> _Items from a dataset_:
= = = = =
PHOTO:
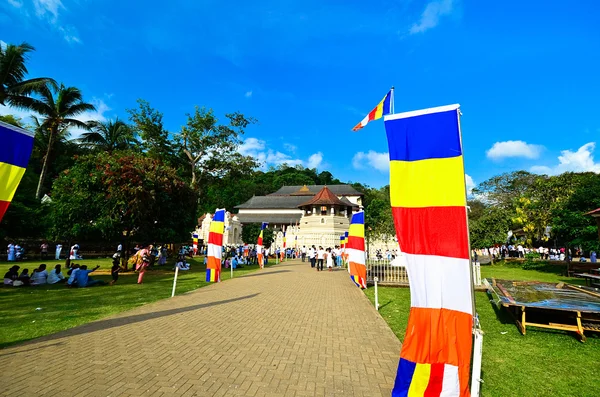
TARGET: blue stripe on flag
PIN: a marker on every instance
(406, 369)
(427, 136)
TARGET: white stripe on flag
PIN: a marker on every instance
(450, 384)
(356, 256)
(439, 282)
(214, 251)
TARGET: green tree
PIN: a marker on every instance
(147, 124)
(14, 88)
(210, 147)
(251, 231)
(108, 136)
(115, 195)
(57, 106)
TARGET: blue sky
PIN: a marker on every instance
(527, 74)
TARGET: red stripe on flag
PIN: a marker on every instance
(357, 243)
(432, 231)
(3, 207)
(435, 336)
(215, 238)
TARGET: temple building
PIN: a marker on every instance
(314, 214)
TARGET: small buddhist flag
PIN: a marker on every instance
(16, 145)
(384, 107)
(215, 247)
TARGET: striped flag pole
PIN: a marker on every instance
(259, 246)
(215, 247)
(356, 250)
(428, 198)
(15, 151)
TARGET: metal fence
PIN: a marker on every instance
(386, 272)
(396, 275)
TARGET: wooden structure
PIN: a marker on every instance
(556, 306)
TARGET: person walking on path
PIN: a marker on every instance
(329, 259)
(311, 256)
(320, 258)
(142, 262)
(11, 251)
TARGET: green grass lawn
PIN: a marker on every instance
(63, 308)
(542, 363)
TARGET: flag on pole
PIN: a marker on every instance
(16, 145)
(259, 247)
(384, 107)
(215, 247)
(428, 198)
(356, 250)
(195, 243)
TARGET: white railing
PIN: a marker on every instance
(386, 272)
(390, 274)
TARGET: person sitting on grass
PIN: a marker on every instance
(24, 277)
(181, 264)
(55, 276)
(73, 275)
(114, 271)
(11, 275)
(40, 275)
(83, 280)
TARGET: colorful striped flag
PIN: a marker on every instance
(259, 246)
(384, 107)
(356, 250)
(15, 149)
(215, 246)
(195, 243)
(428, 197)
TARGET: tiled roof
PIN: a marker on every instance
(324, 197)
(338, 190)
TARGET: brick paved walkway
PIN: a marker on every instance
(282, 331)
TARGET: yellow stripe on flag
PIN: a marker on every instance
(420, 380)
(379, 111)
(10, 175)
(356, 230)
(217, 227)
(427, 183)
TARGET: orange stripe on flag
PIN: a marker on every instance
(440, 336)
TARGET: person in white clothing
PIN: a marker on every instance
(320, 258)
(329, 259)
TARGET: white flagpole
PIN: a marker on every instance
(477, 332)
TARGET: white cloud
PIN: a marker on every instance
(289, 147)
(15, 3)
(267, 157)
(431, 16)
(315, 160)
(49, 8)
(470, 184)
(379, 161)
(69, 34)
(580, 161)
(505, 149)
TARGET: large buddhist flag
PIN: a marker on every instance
(215, 246)
(259, 246)
(427, 192)
(384, 107)
(16, 145)
(356, 250)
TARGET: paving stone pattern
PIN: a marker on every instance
(287, 330)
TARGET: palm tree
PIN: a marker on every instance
(13, 87)
(108, 136)
(57, 107)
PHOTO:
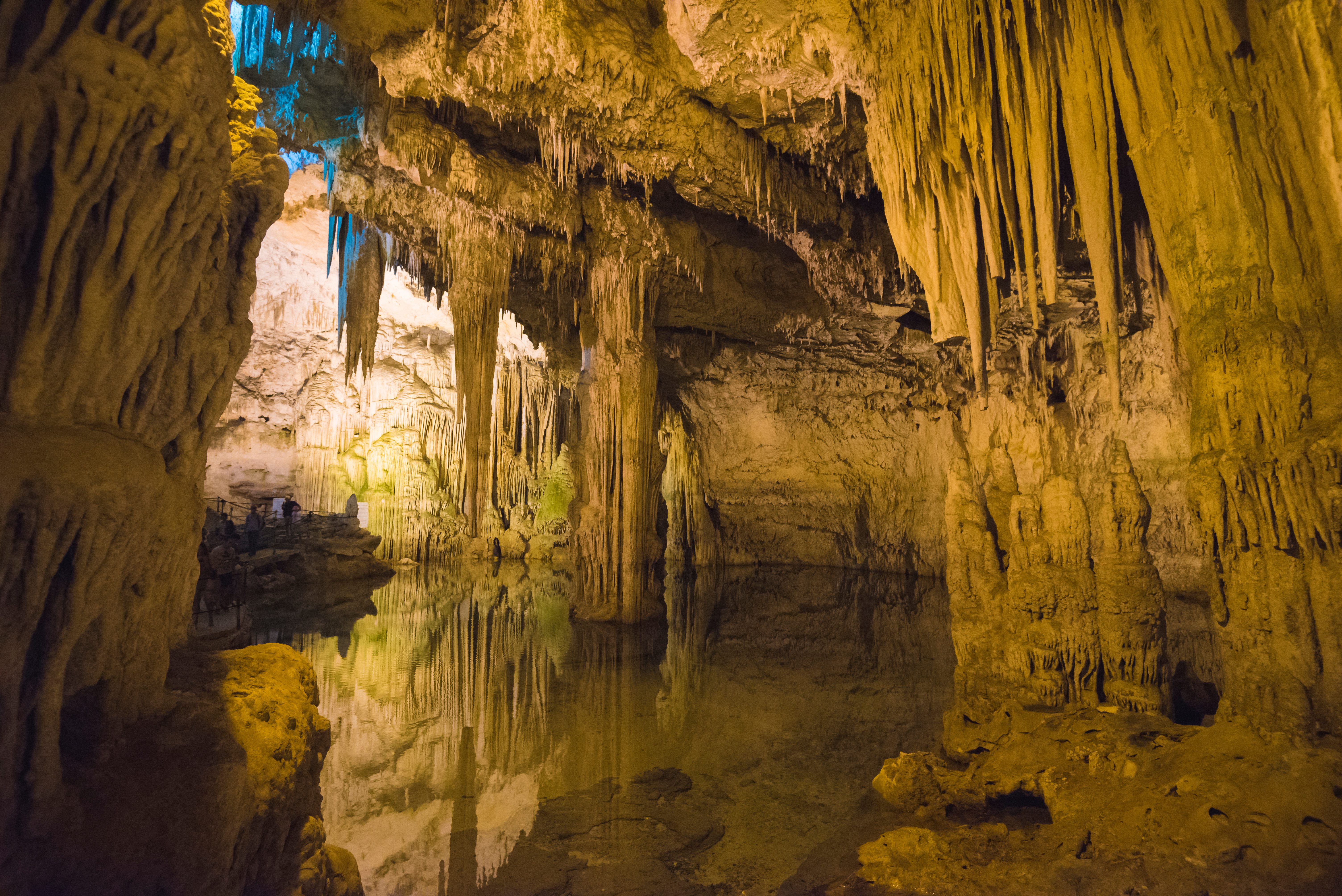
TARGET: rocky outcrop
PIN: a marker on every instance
(217, 793)
(1087, 800)
(136, 192)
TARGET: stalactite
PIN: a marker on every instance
(621, 449)
(482, 263)
(965, 136)
(363, 259)
(1132, 599)
(692, 534)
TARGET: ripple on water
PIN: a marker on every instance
(486, 742)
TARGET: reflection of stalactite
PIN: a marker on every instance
(692, 596)
(622, 458)
(449, 651)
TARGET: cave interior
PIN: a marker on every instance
(740, 446)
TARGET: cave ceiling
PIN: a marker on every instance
(723, 148)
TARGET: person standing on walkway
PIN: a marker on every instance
(225, 561)
(289, 509)
(253, 528)
(207, 573)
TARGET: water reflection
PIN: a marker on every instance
(482, 741)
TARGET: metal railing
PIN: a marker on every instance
(276, 522)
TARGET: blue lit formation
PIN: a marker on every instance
(257, 30)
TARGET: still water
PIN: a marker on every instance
(485, 742)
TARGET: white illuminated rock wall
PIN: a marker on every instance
(296, 424)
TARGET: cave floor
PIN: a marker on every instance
(485, 742)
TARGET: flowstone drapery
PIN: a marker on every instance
(618, 501)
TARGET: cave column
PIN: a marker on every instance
(481, 269)
(617, 542)
(1131, 596)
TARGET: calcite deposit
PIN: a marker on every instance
(1039, 298)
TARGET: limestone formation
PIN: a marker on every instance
(1041, 300)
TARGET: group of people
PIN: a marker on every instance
(218, 557)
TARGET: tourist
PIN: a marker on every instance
(207, 572)
(225, 563)
(290, 508)
(253, 528)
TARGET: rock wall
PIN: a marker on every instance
(390, 435)
(830, 184)
(136, 194)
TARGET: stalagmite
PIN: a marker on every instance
(1034, 301)
(1132, 599)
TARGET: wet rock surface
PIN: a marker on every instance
(233, 756)
(696, 756)
(1121, 801)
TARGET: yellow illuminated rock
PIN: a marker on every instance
(622, 302)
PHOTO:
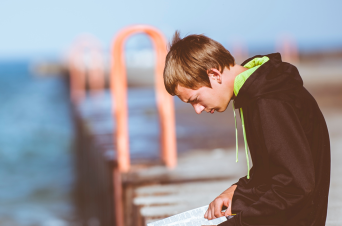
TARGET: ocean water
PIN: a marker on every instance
(36, 145)
(37, 142)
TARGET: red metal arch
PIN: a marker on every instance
(165, 103)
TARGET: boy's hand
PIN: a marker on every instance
(215, 207)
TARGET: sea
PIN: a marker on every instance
(37, 142)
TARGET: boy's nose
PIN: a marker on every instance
(198, 108)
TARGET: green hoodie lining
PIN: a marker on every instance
(240, 79)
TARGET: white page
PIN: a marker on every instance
(194, 217)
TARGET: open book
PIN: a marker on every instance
(193, 217)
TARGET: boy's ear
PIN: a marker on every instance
(214, 75)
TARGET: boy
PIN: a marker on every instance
(282, 124)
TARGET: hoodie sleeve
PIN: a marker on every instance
(291, 167)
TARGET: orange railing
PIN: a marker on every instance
(165, 103)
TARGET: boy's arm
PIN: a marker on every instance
(292, 177)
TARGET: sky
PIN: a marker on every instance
(49, 27)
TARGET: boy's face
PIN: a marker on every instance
(208, 99)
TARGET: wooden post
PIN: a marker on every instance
(78, 70)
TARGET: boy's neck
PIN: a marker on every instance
(230, 75)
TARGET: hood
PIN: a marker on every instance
(272, 76)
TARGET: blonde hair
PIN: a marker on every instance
(189, 59)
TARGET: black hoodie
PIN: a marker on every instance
(289, 144)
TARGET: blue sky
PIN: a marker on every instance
(47, 27)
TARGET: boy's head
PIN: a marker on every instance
(192, 65)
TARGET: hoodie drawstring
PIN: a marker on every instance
(244, 137)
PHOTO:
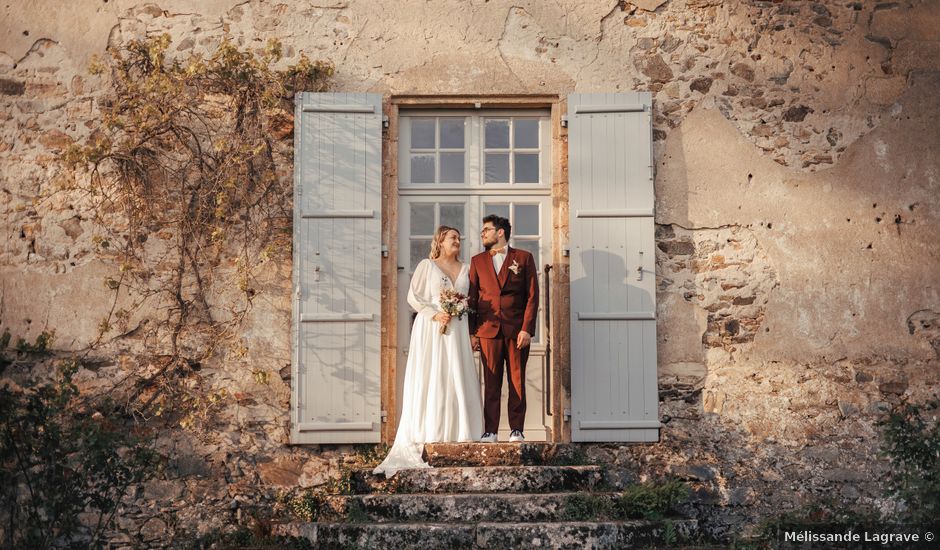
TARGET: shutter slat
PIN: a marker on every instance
(613, 320)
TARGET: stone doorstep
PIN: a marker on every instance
(497, 454)
(489, 479)
(579, 534)
(463, 508)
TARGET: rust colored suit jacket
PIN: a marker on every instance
(507, 300)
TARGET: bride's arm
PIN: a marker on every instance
(419, 293)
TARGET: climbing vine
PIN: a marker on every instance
(186, 171)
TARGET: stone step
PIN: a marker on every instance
(490, 479)
(470, 508)
(502, 454)
(597, 535)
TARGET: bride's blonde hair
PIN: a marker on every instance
(438, 239)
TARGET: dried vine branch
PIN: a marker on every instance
(187, 180)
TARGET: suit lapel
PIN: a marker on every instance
(505, 268)
(488, 268)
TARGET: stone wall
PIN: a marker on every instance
(796, 147)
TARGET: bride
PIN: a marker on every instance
(441, 400)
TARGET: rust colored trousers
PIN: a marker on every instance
(496, 353)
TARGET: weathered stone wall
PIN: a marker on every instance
(796, 147)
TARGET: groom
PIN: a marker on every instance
(504, 295)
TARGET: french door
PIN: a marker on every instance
(419, 216)
(454, 168)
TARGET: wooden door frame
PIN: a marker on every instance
(558, 294)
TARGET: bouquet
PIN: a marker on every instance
(454, 304)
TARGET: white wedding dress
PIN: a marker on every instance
(441, 399)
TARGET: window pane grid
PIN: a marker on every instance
(512, 164)
(432, 163)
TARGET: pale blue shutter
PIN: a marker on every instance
(613, 282)
(337, 253)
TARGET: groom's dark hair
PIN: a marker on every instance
(499, 222)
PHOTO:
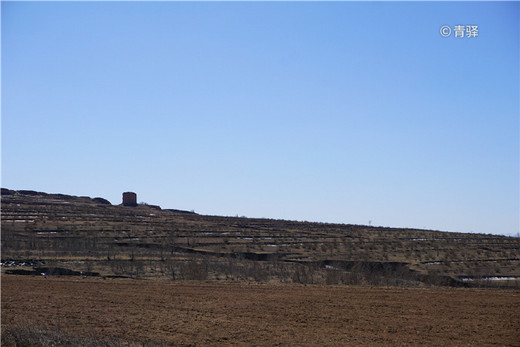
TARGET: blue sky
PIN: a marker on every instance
(336, 112)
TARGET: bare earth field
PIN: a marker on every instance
(199, 313)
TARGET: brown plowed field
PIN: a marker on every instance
(236, 314)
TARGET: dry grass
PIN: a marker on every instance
(197, 313)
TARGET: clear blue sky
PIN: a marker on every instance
(335, 112)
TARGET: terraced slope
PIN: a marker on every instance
(67, 235)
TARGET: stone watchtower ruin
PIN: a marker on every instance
(129, 199)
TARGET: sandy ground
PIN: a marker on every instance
(168, 313)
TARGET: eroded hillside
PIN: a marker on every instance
(66, 235)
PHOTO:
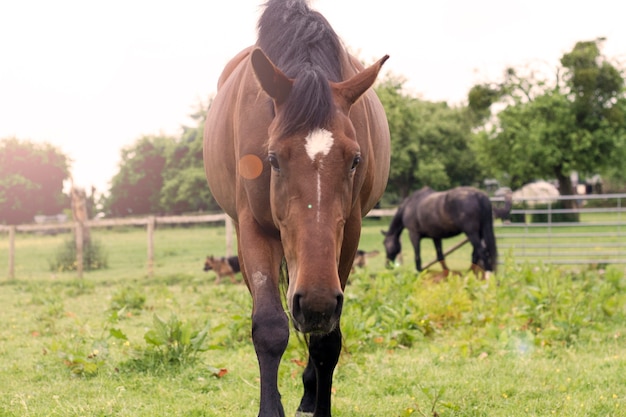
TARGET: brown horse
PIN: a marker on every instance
(296, 151)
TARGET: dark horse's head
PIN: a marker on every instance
(314, 158)
(392, 244)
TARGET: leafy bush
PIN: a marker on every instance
(170, 344)
(525, 306)
(94, 257)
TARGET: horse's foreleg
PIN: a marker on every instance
(270, 325)
(270, 335)
(415, 241)
(478, 254)
(317, 378)
(440, 257)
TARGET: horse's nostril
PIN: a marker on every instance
(296, 307)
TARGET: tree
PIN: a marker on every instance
(185, 187)
(136, 188)
(547, 130)
(31, 180)
(430, 143)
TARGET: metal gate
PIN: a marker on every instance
(540, 230)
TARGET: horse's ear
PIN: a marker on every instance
(276, 84)
(351, 90)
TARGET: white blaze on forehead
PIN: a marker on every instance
(318, 141)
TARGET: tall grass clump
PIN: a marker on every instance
(523, 307)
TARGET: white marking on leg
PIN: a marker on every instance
(258, 279)
(319, 196)
(319, 141)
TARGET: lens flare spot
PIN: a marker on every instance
(250, 166)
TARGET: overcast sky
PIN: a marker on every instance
(92, 77)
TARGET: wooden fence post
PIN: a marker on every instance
(11, 252)
(78, 233)
(229, 235)
(150, 227)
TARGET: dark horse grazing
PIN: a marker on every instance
(440, 215)
(296, 151)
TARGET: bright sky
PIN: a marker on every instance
(92, 77)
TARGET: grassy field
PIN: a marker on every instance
(532, 341)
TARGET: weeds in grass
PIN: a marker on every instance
(527, 306)
(170, 344)
(128, 298)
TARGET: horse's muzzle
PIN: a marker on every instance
(312, 313)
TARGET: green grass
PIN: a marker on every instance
(536, 341)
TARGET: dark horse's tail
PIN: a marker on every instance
(486, 231)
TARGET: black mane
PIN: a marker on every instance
(305, 47)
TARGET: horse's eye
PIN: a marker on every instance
(273, 162)
(355, 162)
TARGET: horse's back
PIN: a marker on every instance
(238, 98)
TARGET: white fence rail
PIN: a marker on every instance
(536, 232)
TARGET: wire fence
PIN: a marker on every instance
(537, 230)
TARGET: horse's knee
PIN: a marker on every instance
(270, 333)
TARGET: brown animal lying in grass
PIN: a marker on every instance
(223, 266)
(230, 265)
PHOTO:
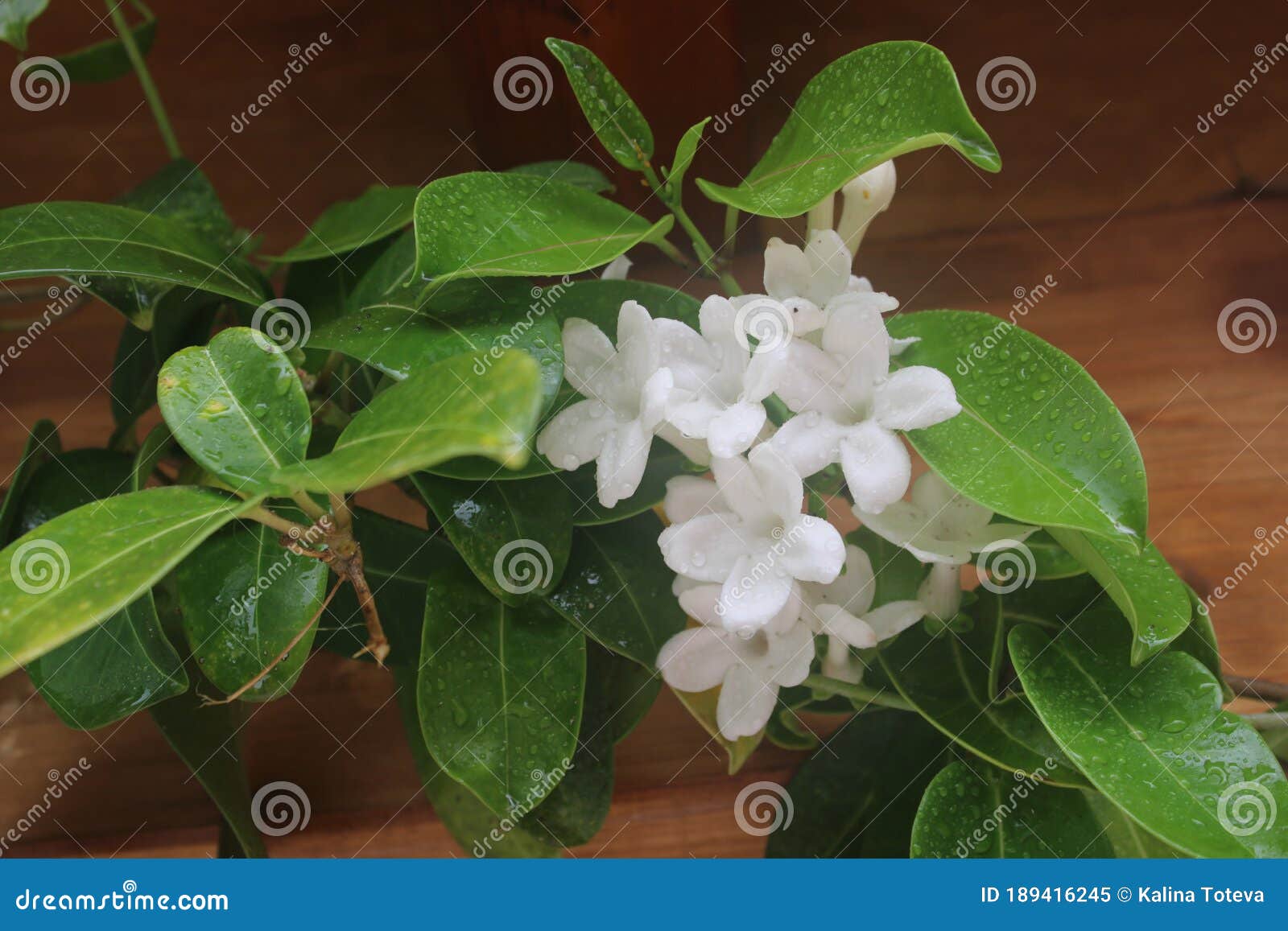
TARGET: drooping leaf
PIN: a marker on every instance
(946, 676)
(237, 407)
(347, 225)
(858, 796)
(979, 811)
(155, 254)
(1146, 590)
(500, 690)
(515, 536)
(1154, 739)
(617, 590)
(506, 225)
(609, 109)
(862, 109)
(469, 821)
(444, 411)
(1037, 439)
(586, 177)
(81, 566)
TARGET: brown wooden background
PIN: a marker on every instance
(1148, 225)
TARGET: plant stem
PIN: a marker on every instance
(141, 70)
(862, 693)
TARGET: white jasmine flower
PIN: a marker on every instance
(727, 381)
(749, 669)
(746, 533)
(626, 394)
(940, 527)
(849, 403)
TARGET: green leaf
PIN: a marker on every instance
(586, 177)
(1037, 439)
(858, 795)
(500, 690)
(979, 811)
(245, 598)
(860, 111)
(237, 407)
(1154, 739)
(71, 238)
(684, 154)
(617, 589)
(946, 676)
(609, 109)
(515, 536)
(502, 225)
(468, 819)
(1150, 595)
(42, 443)
(16, 16)
(448, 410)
(109, 61)
(347, 225)
(83, 566)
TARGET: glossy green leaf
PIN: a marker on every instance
(976, 811)
(71, 238)
(515, 536)
(1037, 439)
(862, 109)
(237, 407)
(42, 443)
(347, 225)
(585, 177)
(504, 225)
(618, 590)
(469, 821)
(16, 16)
(500, 690)
(245, 598)
(81, 566)
(858, 795)
(946, 676)
(448, 410)
(609, 109)
(1146, 589)
(1154, 739)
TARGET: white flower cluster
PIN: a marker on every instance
(763, 579)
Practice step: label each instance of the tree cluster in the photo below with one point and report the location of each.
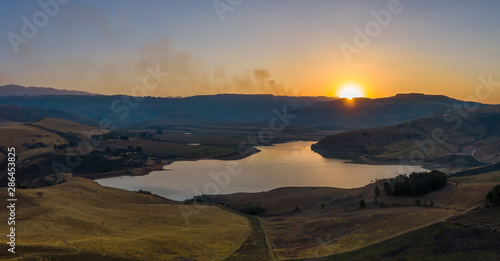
(416, 184)
(493, 196)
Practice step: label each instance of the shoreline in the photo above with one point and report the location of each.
(159, 164)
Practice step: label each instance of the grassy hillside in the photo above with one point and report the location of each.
(80, 219)
(314, 222)
(28, 140)
(65, 126)
(476, 135)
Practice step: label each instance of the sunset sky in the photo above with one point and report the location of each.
(283, 47)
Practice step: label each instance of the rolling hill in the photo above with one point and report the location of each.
(322, 113)
(472, 135)
(81, 220)
(17, 90)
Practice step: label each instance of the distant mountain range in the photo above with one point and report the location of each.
(236, 109)
(17, 90)
(460, 137)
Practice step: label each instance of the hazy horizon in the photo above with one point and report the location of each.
(281, 47)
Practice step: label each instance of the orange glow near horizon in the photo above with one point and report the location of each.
(350, 90)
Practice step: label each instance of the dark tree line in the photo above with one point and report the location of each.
(416, 184)
(493, 196)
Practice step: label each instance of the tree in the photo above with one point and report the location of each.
(362, 204)
(493, 196)
(387, 188)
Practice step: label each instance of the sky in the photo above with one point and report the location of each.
(281, 47)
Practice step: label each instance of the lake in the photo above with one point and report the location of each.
(283, 165)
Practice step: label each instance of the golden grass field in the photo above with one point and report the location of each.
(82, 217)
(340, 226)
(20, 136)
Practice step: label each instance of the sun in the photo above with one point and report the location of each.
(350, 90)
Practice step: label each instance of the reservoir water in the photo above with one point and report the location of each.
(282, 165)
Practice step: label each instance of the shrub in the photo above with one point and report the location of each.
(387, 188)
(362, 204)
(493, 196)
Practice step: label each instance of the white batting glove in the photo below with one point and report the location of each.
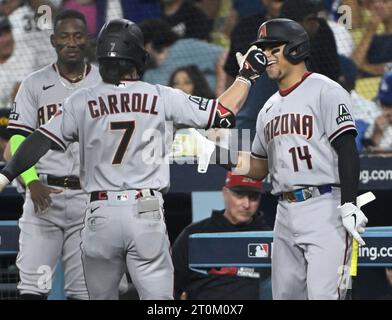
(252, 64)
(354, 220)
(3, 181)
(205, 149)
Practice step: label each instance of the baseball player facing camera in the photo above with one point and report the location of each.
(54, 205)
(305, 140)
(120, 126)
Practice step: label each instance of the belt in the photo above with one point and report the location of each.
(103, 195)
(69, 182)
(304, 193)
= = = = =
> _Description of the task_: All lines from the one holding "Practice step: label each instance of the hazy" through the last line of the entries, and nothing else, are to be output exactly; leave out the pictures.

> _Result of the task_:
Practice step: label each instance of the hazy horizon in the photo above with one point and report the location of each.
(281, 47)
Practice step: label each instance of the orange glow near horizon in the photo above with one point and report the location of each.
(350, 90)
Practice step: label each instance of the dark tree line in the photo above with one point and report the location of each.
(416, 184)
(493, 196)
Practice step: label each instance of the tree in the photo above with one point and report the location of each.
(362, 204)
(493, 196)
(387, 188)
Practice step: label each instance of the sky in the photo above with one point and report the location of each.
(281, 47)
Practice step: label each instance of the lake in the photo above with one point and report the location of each.
(283, 165)
Practice step: label each instance of the golden grass field in the photo above with one point and report the location of each.
(82, 217)
(340, 226)
(20, 136)
Practice step: label each instance of the sun in the photo above with one point and report the location of each.
(350, 90)
Practice step: label each instance of the reservoir water in the photo above with one point and report the location of each.
(282, 165)
Practice step: label each instance of the shrub in the photo above with one point and report the location of each.
(387, 188)
(362, 204)
(493, 196)
Practice step: label each instance of the white batting glove in the photo below with one point and report the location of each.
(252, 64)
(354, 220)
(3, 181)
(205, 149)
Practice step: label each instance of the baseball player facing camera in the photo above with one point and report the location of each.
(54, 205)
(305, 140)
(120, 126)
Practice step: label each instance of the belt in the photo above with one point and report the location of each.
(103, 195)
(69, 182)
(304, 193)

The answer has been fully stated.